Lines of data

····················

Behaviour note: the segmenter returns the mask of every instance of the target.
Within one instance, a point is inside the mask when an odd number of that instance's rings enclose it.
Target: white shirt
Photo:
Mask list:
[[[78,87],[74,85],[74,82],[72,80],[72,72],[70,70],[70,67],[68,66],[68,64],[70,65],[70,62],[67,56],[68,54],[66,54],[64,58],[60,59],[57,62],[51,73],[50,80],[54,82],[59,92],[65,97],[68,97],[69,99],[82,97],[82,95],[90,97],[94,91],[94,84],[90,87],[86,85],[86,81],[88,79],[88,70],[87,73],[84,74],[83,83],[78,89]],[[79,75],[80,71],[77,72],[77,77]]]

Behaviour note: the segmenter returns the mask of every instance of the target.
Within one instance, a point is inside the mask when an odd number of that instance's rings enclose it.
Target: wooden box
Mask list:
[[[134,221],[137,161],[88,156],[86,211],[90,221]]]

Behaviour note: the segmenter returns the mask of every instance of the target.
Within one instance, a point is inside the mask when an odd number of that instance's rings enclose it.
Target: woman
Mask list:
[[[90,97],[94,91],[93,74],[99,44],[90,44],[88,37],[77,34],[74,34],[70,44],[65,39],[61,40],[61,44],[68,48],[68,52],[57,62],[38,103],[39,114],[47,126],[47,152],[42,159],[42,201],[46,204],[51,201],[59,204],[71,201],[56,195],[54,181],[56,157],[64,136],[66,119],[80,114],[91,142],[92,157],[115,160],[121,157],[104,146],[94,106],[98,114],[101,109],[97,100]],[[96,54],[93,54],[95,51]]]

····················

▶ [What you have to do]: Rewrite all the entries above with "segmenter" swapped for "labeling tool" wherever it occurs, keeping everything else unchanged.

▶ [Output]:
Behaviour note: the labeling tool returns the mask of every instance of the target.
Within one instance, a point is inside the mask when an odd number of that instance's rings enclose it.
Target: white shirt
Photo:
Mask list:
[[[78,87],[74,85],[74,82],[72,80],[72,72],[70,70],[70,67],[68,66],[68,64],[70,65],[70,62],[67,56],[68,54],[66,54],[64,58],[60,59],[57,62],[51,73],[50,80],[54,82],[59,92],[65,97],[68,97],[69,99],[82,97],[82,95],[90,97],[94,91],[94,84],[90,87],[86,85],[86,81],[88,79],[88,70],[87,73],[84,74],[83,83],[78,89]],[[79,75],[80,71],[77,72],[77,77]]]

Behaviour note: the labeling tool returns the mask of every instance of the target.
Within one instance, a point is inside the mask when an odd number of that instance's rings enclose it.
Target: wooden box
Mask list:
[[[134,221],[137,161],[88,156],[86,211],[90,221]]]

Behaviour note: the labeling tool returns the mask of every instance of the target.
Within one instance, a point is inside the mask when an odd number of that instance's rings enclose it.
Target: woman
Mask list:
[[[90,97],[94,91],[93,74],[99,44],[90,44],[88,37],[77,34],[74,34],[70,44],[65,39],[61,40],[61,44],[68,48],[68,52],[57,62],[38,103],[39,114],[47,126],[47,152],[42,159],[42,201],[46,204],[51,201],[59,204],[71,201],[56,195],[54,181],[56,157],[64,136],[66,119],[80,114],[91,142],[92,157],[115,160],[121,157],[104,146],[94,106],[98,114],[101,109],[97,100]],[[96,54],[93,54],[95,51]]]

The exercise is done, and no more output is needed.